Every line of the material that follows must be printed again exactly.

◆ Excerpts of pointing data:
--- begin ---
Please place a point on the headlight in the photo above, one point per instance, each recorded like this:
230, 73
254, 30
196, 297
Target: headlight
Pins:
--- end ---
◆ ANSWER:
Please place a point on the headlight in the photo above, one point per instance, each recorded like this:
230, 73
254, 30
196, 297
Target: headlight
Pins:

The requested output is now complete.